Currently, the division is working on potential research questions to be addressed in collaboration with the other divisions of KL. In parallel, two projects are ongoing in which the department is conducting research in the area of data-driven studies.
Plenophthalmic camera for mobile 3D retinal diagnostics: A common age-related eye disease is glaucoma. Damage to the retina often leads to blindness. A change in the optic nerve head is an important indication of this clinical picture. However, examination of the optic disc usually involves a subjective assessment by the physician based on a 2D image. Only in ophthalmology centers, in case of abnormalities, a diagnosis and control can be performed with large-scale equipment using 3D data and measurements. By means of the light field principle, also called the plenoptic principle, both 2D and 3D data of the anatomical structures of the retina are to be obtained. This is done for all pixels simultaneously with only one image acquisition. Since this eliminates the need for costly laser and scanning units, the result is a compact, portable plenophthalmoscope that can be used flexibly.This is expected to lead to a significant increase in effectiveness and economy in ophthalmic health care.
Individual medical device for static vascular analysis: Diseases of the cardiovascular system are among the most frequent causes of death worldwide. The changes in the blood vessels associated with these diseases first become apparent at an early stage in the smallest vessels up to 300 µm in diameter, which can be assigned to the microcirculation. Early detection of changes occurring there can be achieved with the aid of static retinal vessel analysis. The diameter of these blood vessels is measured optically at the back of the eye. Several epidemiological studies show a correlation between retinal vessel diameters and hypertension, stroke, diabetes and obesity. Thus, static vascular analysis can play an extremely important role in preventive medicine. Unavoidable individual temporal variability of vessel diameters and other biological artifacts lead to uncertainties in single measurements, which reduce the diagnostic power of static vessel analysis. By using multiple data series in image sequences, uncertainties should be significantly reduced. This approach is supported by the use of artificial intelligence to classify different vessel types.

◆ Image point grounding records:
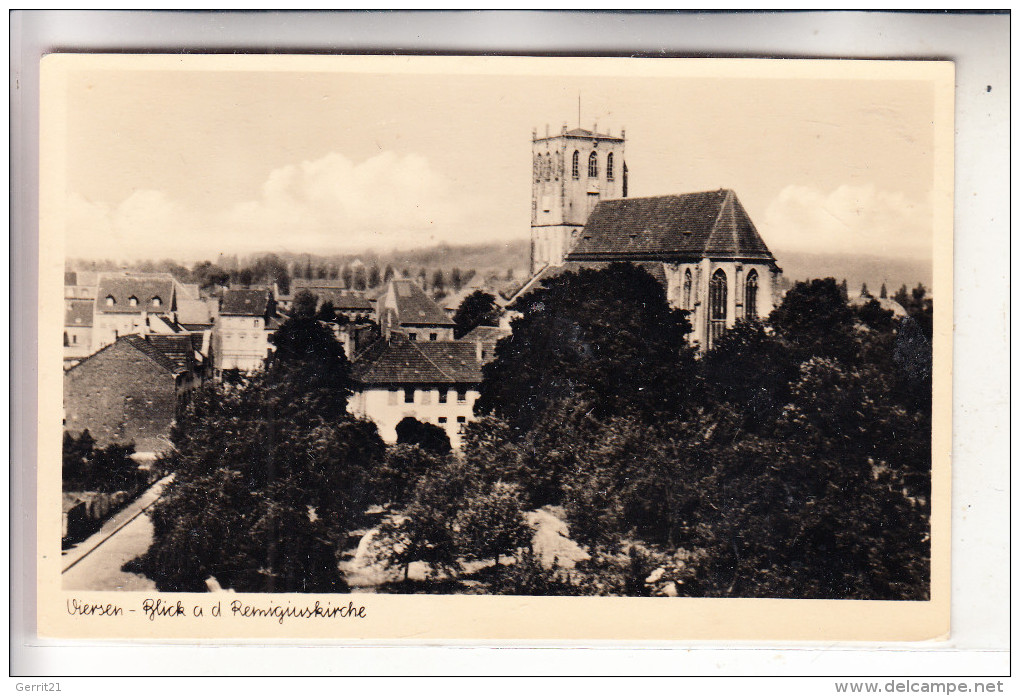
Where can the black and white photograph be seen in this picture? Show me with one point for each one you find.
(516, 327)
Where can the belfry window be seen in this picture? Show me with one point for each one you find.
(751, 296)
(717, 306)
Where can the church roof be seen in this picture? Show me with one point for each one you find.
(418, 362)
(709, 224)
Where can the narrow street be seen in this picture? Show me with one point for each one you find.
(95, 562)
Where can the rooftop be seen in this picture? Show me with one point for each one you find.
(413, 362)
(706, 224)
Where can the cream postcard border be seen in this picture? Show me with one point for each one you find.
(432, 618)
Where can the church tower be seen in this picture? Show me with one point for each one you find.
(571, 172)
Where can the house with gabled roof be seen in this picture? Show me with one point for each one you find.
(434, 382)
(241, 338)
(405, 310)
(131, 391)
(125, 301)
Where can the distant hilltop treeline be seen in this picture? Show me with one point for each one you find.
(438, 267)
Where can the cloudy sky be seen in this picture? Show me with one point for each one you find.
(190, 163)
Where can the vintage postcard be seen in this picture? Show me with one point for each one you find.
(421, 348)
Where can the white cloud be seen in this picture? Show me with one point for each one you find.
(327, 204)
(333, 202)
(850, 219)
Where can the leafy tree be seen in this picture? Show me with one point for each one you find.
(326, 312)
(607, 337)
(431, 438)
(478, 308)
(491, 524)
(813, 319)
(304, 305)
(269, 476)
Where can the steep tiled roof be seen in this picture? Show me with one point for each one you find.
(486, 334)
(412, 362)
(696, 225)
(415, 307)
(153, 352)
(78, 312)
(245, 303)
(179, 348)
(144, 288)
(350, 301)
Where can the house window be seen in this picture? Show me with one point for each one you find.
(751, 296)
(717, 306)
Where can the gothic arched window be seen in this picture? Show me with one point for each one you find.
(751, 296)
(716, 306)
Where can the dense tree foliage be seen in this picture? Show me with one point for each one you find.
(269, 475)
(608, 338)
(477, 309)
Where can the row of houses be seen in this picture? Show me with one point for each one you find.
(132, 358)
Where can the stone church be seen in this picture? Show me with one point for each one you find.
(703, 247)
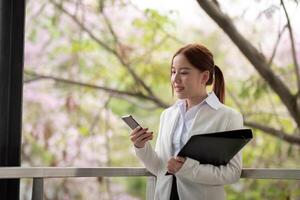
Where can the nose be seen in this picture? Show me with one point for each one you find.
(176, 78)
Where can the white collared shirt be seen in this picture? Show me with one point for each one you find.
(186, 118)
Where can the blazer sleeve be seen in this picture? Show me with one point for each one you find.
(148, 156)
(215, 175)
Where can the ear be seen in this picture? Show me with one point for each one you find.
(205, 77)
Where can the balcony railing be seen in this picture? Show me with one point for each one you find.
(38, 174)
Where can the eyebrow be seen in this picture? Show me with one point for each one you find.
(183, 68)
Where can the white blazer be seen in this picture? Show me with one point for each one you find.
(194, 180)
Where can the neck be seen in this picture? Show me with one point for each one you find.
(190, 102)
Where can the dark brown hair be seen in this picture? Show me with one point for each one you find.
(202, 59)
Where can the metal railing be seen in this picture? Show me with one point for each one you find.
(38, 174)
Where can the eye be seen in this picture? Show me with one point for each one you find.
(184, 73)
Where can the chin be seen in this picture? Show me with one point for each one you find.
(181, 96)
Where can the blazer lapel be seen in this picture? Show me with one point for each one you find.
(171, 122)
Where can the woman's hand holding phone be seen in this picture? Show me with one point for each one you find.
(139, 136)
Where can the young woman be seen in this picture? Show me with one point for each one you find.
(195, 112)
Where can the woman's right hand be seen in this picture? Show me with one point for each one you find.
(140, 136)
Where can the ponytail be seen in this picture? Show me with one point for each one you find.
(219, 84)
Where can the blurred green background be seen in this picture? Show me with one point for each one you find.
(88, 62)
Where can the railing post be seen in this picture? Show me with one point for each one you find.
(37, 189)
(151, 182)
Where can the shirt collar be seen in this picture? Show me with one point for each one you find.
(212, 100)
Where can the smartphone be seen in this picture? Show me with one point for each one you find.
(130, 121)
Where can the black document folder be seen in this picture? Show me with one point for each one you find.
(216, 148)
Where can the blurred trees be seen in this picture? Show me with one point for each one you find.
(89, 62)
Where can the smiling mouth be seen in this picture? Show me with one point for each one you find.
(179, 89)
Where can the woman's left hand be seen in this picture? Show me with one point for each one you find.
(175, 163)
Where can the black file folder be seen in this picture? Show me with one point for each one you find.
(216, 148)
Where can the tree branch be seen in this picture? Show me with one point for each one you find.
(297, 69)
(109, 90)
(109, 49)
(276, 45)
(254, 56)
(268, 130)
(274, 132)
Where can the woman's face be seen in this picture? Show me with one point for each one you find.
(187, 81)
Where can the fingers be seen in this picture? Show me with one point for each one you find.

◆ What you have to do:
Write out everything in the research description from "Currently, the division" down to "of data-driven studies.", substituting "unit" for "department".

◆ Completed exercise:
Currently, the division is working on potential research questions to be addressed in collaboration with the other divisions of KL. In parallel, two projects are ongoing in which the unit is conducting research in the area of data-driven studies.